*** Opening Study text ***

How DNS Optimisation Improved Peak-Traffic Stability

“It's always DNS: How a DNS overhaul stopped our provider request timeouts”

By Milan, Team Lead, DevOps

In iGaming, peak traffic is not an edge case. It is the moment operators build for. A major provider release, a successful campaign, a tournament surge, or a high-stakes sporting event can all create sharp spikes in player activity. When that happens, platform reliability depends on far more than adding compute. One of the less visible but more critical contributors to performance is DNS — the system services use to find and talk to each other across the platform.

The symptom we kept seeing was specific. Casino and betting providers operate with a 3-second timeout window on requests into our platform. Under load, we were getting recurring reports of provider requests timing out — not because the application could not handle the work, but because internal DNS resolution was eating into the budget before the request ever reached business logic. The same pattern showed up in our own service logs as intermittent database connection issues and flaky inter-service calls. All of it pointed to the same place.

Why DNS becomes a bottleneck under burst load

In a Kubernetes cluster, every service-to-service call typically begins with a DNS query. At low concurrency this is cheap. Under burst load, three things change at once. First, the volume of queries hitting cluster DNS pods rises sharply. Second, short-name lookups like rabbitmq.rabbitmq.svc are expanded against the cluster search path (default.svc.cluster.local, svc.cluster.local, cluster.local, and so on), so a single logical lookup can generate four or five actual DNS queries before resolving. Third, because cluster DNS traffic is UDP by default, retries and conntrack pressure on the node compound the problem.

None of these are visible at normal load. All of them become visible at peak — and once DNS resolution starts eating hundreds of milliseconds, a 3-second provider timeout is suddenly not as generous as it sounds.

What we changed

We addressed the bottleneck on three fronts.

CoreDNS tuning. We revisited our CoreDNS deployment end to end: caching strategy and cache sizing, resource requests and limits, replica counts and autoscaling behaviour, and the deployment configuration itself. Default settings are reasonable starting points, but they are not tuned for the specific concurrency patterns of a high-volume iGaming workload.
NodeLocal DNS Cache. We introduced NodeLocal DNS Cache as a per-node DNS caching layer and pointed the cluster's resolver at it. Most DNS queries are now answered locally on the node where the workload runs, rather than traversing the network to a central CoreDNS pod. It also lets us use TCP upstream for cache misses, which removes a class of UDP conntrack failures that show up under sustained burst load.

*** Closing Study text ***
*** Opening Given entries ***

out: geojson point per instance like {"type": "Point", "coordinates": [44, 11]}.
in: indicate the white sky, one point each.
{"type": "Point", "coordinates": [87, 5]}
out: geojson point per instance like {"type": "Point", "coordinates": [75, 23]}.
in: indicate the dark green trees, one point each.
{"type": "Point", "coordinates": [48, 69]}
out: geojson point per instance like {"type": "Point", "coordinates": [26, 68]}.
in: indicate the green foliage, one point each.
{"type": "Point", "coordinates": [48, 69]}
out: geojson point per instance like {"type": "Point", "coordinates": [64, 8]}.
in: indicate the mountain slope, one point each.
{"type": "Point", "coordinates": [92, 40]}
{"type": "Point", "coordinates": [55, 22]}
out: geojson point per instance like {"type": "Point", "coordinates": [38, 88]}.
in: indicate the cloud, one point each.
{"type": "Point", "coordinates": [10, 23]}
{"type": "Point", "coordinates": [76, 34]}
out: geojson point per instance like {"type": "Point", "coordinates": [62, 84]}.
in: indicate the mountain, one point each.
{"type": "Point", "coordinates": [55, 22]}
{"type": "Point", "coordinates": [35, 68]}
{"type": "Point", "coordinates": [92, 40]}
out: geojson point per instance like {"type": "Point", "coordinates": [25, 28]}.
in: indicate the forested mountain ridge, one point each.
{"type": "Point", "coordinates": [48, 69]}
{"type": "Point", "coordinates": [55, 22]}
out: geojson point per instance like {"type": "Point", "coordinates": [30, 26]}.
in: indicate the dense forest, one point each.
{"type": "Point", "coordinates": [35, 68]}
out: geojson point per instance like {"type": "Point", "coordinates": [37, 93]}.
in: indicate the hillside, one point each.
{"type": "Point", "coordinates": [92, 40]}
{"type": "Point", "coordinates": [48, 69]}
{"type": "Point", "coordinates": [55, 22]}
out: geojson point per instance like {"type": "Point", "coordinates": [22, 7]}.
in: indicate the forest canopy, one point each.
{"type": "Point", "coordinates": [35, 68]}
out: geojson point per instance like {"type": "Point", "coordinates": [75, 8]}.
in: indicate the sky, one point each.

*** Closing Given entries ***

* Using the information *
1. In the DNS optimization article, what timeout window do casino and betting providers apply to requests into the platform?
2. Extend the DNS optimization article, starting after its last sentence.

* Responses to the exercise *
1. A 3-second timeout window.

2.
Fully qualified internal domains. We moved cluster-wide to fully qualified internal names — for example rabbitmq.rabbitmq.svc.cluster.local instead of rabbitmq.rabbitmq.svc. By default, the cluster resolver appends the search path to short names, generating multiple lookups per call. Using fully qualified names collapses that into a single query. On its own, this change produced a roughly 5x improvement in observed DNS behaviour under load.

In parallel, we reviewed the relevant Oracle Cloud Infrastructure networking configuration to make sure nothing in the underlying platform was acting as a hidden limiter once DNS throughput improved.

Results in production

We validated the changes in staging across several weeks of burst-traffic load testing, then rolled them out to production with monitoring in place.

The results were clear. Provider timeout reports — the recurring issue that triggered the investigation — have stopped. We are no longer receiving complaints about requests exceeding the 3-second window due to internal resolution latency. Just as telling, a number of our own internal services that had been reporting intermittent database connection issues and similar transient errors have gone quiet. These were never logged as DNS problems. They presented as flaky dependencies. Removing the DNS bottleneck removed them too.

This is the part of infrastructure work that is hardest to see from the outside. A single underlying issue can surface as half a dozen unrelated-looking symptoms across the platform. Fixing the root cause makes a long tail of small reliability issues disappear at the same time.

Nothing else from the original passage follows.